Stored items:
== == ==

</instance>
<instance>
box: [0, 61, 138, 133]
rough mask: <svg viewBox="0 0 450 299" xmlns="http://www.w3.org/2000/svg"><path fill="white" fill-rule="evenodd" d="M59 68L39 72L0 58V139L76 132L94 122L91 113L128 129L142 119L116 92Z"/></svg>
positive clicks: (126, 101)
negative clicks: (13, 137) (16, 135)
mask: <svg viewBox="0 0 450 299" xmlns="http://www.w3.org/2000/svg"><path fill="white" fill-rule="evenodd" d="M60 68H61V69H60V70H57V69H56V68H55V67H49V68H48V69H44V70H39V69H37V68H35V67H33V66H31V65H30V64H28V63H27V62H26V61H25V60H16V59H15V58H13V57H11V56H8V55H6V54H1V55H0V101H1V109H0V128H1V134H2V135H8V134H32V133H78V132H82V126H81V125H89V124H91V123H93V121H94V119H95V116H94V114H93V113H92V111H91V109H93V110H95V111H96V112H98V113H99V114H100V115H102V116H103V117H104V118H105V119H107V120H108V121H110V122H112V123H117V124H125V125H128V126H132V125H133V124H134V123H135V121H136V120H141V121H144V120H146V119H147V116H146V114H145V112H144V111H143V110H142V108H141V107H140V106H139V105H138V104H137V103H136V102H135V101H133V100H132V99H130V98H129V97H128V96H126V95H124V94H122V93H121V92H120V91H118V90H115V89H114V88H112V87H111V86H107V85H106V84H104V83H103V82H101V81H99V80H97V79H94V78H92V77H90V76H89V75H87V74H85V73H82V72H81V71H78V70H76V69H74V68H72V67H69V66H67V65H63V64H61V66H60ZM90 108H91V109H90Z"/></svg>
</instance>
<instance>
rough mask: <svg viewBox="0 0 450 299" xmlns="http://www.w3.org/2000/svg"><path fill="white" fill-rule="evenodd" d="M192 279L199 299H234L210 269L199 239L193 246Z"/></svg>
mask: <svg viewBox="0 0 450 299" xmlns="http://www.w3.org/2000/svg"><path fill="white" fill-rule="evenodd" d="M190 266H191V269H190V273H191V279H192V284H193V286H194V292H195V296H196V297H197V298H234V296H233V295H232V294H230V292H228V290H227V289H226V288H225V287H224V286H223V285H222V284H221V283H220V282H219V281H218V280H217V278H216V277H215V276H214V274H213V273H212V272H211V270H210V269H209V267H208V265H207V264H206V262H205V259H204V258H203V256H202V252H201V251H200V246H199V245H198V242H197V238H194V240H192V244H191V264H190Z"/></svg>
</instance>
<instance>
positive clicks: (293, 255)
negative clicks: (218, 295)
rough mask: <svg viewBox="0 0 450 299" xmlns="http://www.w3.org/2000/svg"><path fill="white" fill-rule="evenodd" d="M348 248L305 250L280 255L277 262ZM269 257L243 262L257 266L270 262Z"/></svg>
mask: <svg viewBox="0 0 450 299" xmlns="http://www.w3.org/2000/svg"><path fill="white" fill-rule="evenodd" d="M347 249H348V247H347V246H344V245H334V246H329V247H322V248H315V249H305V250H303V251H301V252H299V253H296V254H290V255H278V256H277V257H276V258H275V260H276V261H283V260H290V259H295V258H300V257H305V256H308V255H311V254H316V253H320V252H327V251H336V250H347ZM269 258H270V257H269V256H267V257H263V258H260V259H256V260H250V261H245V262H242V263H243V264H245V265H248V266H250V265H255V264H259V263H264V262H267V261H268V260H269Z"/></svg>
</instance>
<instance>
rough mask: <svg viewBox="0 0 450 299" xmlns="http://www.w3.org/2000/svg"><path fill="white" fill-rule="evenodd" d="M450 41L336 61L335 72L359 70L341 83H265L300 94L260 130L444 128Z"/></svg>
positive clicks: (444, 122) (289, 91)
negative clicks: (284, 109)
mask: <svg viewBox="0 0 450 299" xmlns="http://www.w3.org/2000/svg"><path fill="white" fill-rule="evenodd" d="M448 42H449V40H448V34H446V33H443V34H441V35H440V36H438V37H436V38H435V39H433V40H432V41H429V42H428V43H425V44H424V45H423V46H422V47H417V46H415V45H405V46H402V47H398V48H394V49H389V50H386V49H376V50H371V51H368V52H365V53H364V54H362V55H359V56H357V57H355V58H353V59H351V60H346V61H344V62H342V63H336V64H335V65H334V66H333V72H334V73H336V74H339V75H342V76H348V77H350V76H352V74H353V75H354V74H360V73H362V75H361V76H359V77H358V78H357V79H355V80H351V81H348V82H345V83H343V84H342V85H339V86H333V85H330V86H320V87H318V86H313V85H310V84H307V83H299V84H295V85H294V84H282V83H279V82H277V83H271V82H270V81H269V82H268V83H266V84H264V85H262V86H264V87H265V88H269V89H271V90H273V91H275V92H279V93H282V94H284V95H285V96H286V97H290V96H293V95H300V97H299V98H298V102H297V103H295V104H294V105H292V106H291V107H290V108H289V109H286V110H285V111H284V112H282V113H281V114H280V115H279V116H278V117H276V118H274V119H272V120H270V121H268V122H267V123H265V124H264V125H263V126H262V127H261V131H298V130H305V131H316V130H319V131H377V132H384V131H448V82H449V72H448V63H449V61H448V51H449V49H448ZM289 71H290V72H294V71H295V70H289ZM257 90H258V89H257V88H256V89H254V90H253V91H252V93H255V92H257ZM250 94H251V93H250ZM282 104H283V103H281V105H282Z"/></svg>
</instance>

== == ==

■ To do: Print the records above exactly as they appear.

■ Worked solution:
</instance>
<instance>
box: [0, 61, 138, 133]
rough mask: <svg viewBox="0 0 450 299" xmlns="http://www.w3.org/2000/svg"><path fill="white" fill-rule="evenodd" d="M59 68L39 72L0 58V139L76 132L94 122L91 113L128 129L142 119L116 92Z"/></svg>
positive clicks: (126, 101)
negative clicks: (13, 137) (16, 135)
mask: <svg viewBox="0 0 450 299" xmlns="http://www.w3.org/2000/svg"><path fill="white" fill-rule="evenodd" d="M60 68H61V69H60V70H57V69H56V68H55V67H49V68H48V69H44V70H39V69H37V68H35V67H33V66H31V65H30V64H28V63H27V62H26V61H25V60H16V59H15V58H13V57H11V56H8V55H6V54H1V55H0V101H1V109H0V128H1V134H2V135H8V134H32V133H78V132H82V126H81V125H89V124H91V123H93V121H94V119H95V116H94V114H93V113H92V111H91V109H93V110H95V111H96V112H98V113H99V114H100V115H102V116H103V117H104V118H105V119H107V120H108V121H110V122H112V123H117V124H125V125H128V126H132V125H133V124H134V123H135V121H136V120H141V121H144V120H146V119H147V116H146V114H145V112H144V111H143V110H142V108H141V107H140V106H139V105H138V104H137V103H136V102H135V101H133V100H132V99H130V98H129V97H128V96H126V95H124V94H122V93H121V92H120V91H118V90H115V89H114V88H112V87H111V86H107V85H106V84H104V83H103V82H101V81H99V80H97V79H94V78H92V77H90V76H89V75H87V74H85V73H82V72H81V71H78V70H76V69H74V68H72V67H69V66H67V65H63V64H61V66H60ZM90 108H91V109H90Z"/></svg>
</instance>
<instance>
rough mask: <svg viewBox="0 0 450 299" xmlns="http://www.w3.org/2000/svg"><path fill="white" fill-rule="evenodd" d="M192 279L199 299H234L210 269L199 239L193 246Z"/></svg>
mask: <svg viewBox="0 0 450 299" xmlns="http://www.w3.org/2000/svg"><path fill="white" fill-rule="evenodd" d="M190 266H191V269H190V273H191V279H192V284H193V286H194V292H195V296H196V297H197V298H234V296H233V295H232V294H230V292H228V290H227V289H226V288H225V287H224V286H223V285H222V284H221V283H220V282H219V281H218V280H217V278H216V277H215V276H214V274H213V273H212V272H211V270H210V269H209V267H208V265H207V264H206V262H205V259H204V258H203V256H202V252H201V251H200V246H199V245H198V242H197V238H194V240H192V244H191V264H190Z"/></svg>
</instance>
<instance>
positive clicks: (293, 255)
negative clicks: (218, 295)
rough mask: <svg viewBox="0 0 450 299" xmlns="http://www.w3.org/2000/svg"><path fill="white" fill-rule="evenodd" d="M348 248L305 250L280 255L277 262ZM269 257L243 262L257 266L270 262Z"/></svg>
mask: <svg viewBox="0 0 450 299" xmlns="http://www.w3.org/2000/svg"><path fill="white" fill-rule="evenodd" d="M347 249H348V247H347V246H344V245H334V246H329V247H322V248H315V249H305V250H303V251H301V252H299V253H296V254H290V255H278V256H277V257H276V258H275V260H276V261H283V260H290V259H295V258H300V257H305V256H308V255H311V254H316V253H320V252H327V251H336V250H347ZM269 258H270V257H269V256H267V257H263V258H260V259H256V260H250V261H245V262H242V263H243V264H245V265H248V266H250V265H255V264H259V263H264V262H267V261H268V260H269Z"/></svg>
</instance>
<instance>
rough mask: <svg viewBox="0 0 450 299" xmlns="http://www.w3.org/2000/svg"><path fill="white" fill-rule="evenodd" d="M450 41L336 61L335 72L359 70L341 83H265L300 94L260 130L444 128Z"/></svg>
positive clicks: (444, 122) (289, 91)
negative clicks: (284, 109)
mask: <svg viewBox="0 0 450 299" xmlns="http://www.w3.org/2000/svg"><path fill="white" fill-rule="evenodd" d="M448 42H449V40H448V34H446V33H443V34H441V35H440V36H438V37H436V38H435V39H433V40H432V41H429V42H428V43H425V44H424V45H423V46H422V47H417V46H415V45H405V46H402V47H398V48H394V49H389V50H386V49H376V50H371V51H368V52H365V53H364V54H362V55H359V56H357V57H355V58H353V59H351V60H346V61H344V62H342V63H336V64H335V65H334V66H333V72H334V73H336V74H339V75H342V76H348V77H350V76H352V74H353V75H354V74H360V73H362V75H361V76H359V77H358V78H357V79H355V80H351V81H348V82H345V83H343V84H342V85H339V86H333V85H330V86H320V87H318V86H313V85H310V84H307V83H299V84H295V85H294V84H282V83H279V82H277V83H271V82H270V81H269V82H268V83H266V84H264V85H262V86H264V87H265V88H269V89H271V90H273V91H275V92H279V93H282V94H284V95H285V96H286V97H290V96H293V95H300V97H299V98H298V102H297V103H295V104H294V105H292V106H291V107H290V108H289V109H286V110H285V111H284V112H282V113H281V114H280V115H279V116H278V117H276V118H274V119H272V120H270V121H268V122H267V123H265V124H264V125H263V126H262V127H261V131H298V130H305V131H316V130H319V131H377V132H384V131H448V82H449V72H448V63H449V61H448V51H449V49H448ZM289 71H290V72H294V71H295V70H289ZM257 90H258V89H257V88H256V89H254V90H253V91H252V93H255V92H257ZM250 94H251V93H250ZM282 104H283V103H281V105H282Z"/></svg>
</instance>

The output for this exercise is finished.